» **What the exercise asks**
Omit all pictures and give the records below again exactly as written.

━━━━━ Data for analysis ━━━━━

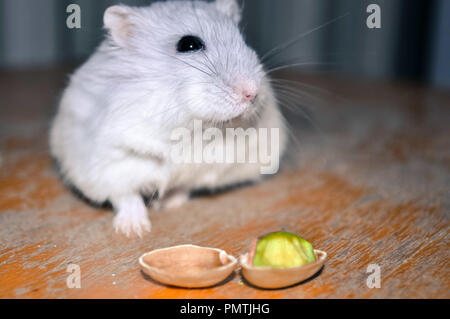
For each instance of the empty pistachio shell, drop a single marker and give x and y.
(276, 278)
(188, 266)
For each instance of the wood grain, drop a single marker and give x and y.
(368, 183)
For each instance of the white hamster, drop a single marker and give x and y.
(160, 68)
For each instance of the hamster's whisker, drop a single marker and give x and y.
(294, 91)
(304, 58)
(210, 62)
(280, 48)
(295, 107)
(288, 66)
(294, 84)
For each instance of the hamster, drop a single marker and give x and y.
(160, 67)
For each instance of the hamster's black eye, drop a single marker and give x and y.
(190, 43)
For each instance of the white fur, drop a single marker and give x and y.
(112, 131)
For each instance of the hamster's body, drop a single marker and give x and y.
(112, 133)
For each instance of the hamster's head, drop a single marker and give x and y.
(194, 52)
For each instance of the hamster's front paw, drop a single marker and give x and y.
(132, 217)
(172, 200)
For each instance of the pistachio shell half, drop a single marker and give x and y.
(188, 266)
(276, 278)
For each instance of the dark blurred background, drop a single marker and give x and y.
(413, 43)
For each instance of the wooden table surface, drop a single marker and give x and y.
(368, 182)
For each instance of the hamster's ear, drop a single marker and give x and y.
(231, 8)
(116, 20)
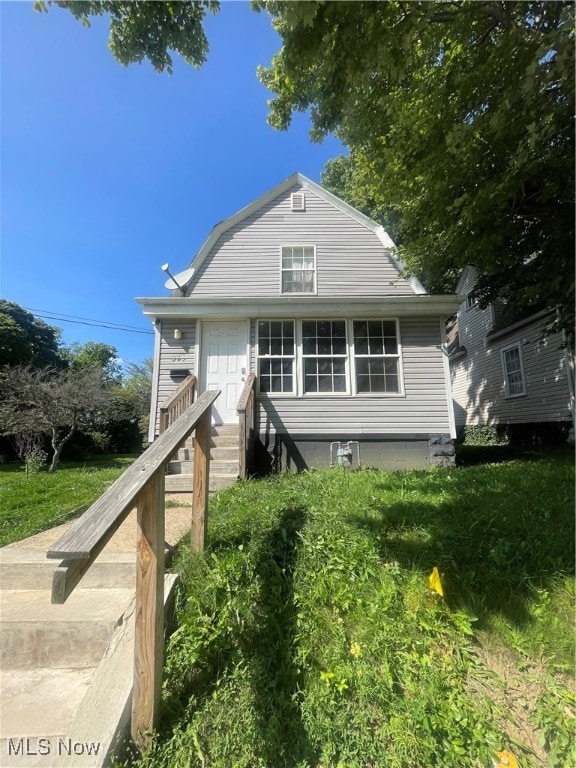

━━━━━

» **Answer space**
For each instance of the empty pistachio shell, drop a single marker and give x and y.
(276, 278)
(188, 266)
For each instance of the wood grain, drop a single marker and give x and y.
(368, 183)
For each instance of the white hamster, drop a single marker and give x and y.
(160, 68)
For each instance of the hamster's whisker, drop a single marker and give x and y.
(294, 91)
(304, 58)
(210, 62)
(280, 48)
(295, 107)
(288, 66)
(294, 84)
For each instance of the hamster, drop a single marker and give x and y.
(160, 67)
For each instance of the hamster's black eye, drop a single marker and give x and y.
(190, 43)
For each instance of the white fur, drop a single marker and give x and y.
(112, 131)
For each instance of the hamster's body, drop a single marker and give x and y.
(112, 133)
For each instance of the hamster's head, drop a single marker and give x and y.
(194, 52)
For each instance of the hamster's front paw, drop a single marker and give x and y.
(132, 217)
(172, 200)
For each instance of the pistachio shell half, drop a single marker and give x and y.
(188, 266)
(276, 278)
For each instance of the dark blurred background, drop a single marker and give x and y.
(413, 43)
For each instance of the wooden table surface, drop a single marker and give x and y.
(368, 182)
For each instance of the hamster's ear, drop a single marker and give x and y.
(231, 8)
(116, 20)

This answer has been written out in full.